## What the exercise asks
Your answer must be the exact lines of the listing below that run from the line with "of the lioness" to the line with "Target: lioness", ends included, and no pictures.

## Listed records
-.-.-

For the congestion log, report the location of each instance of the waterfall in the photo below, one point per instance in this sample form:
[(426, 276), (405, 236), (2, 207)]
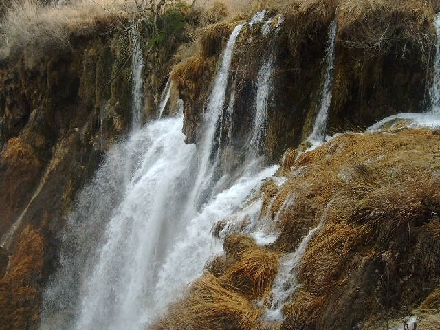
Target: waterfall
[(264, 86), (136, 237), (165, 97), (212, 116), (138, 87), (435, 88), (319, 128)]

-.-.-

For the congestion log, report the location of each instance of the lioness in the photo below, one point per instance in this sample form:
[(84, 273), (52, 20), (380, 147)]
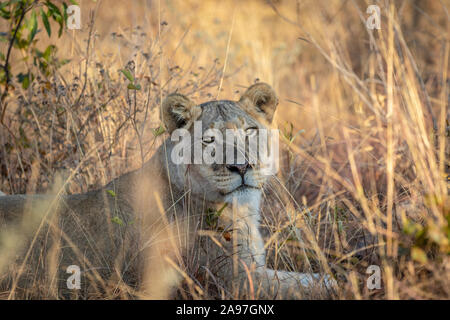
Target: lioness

-.-.-

## Solution to this problem
For the congestion log, report the location of each instance of the lioness in the photo below, one point per instance in this sample form:
[(84, 273), (52, 20), (380, 147)]
Target: lioness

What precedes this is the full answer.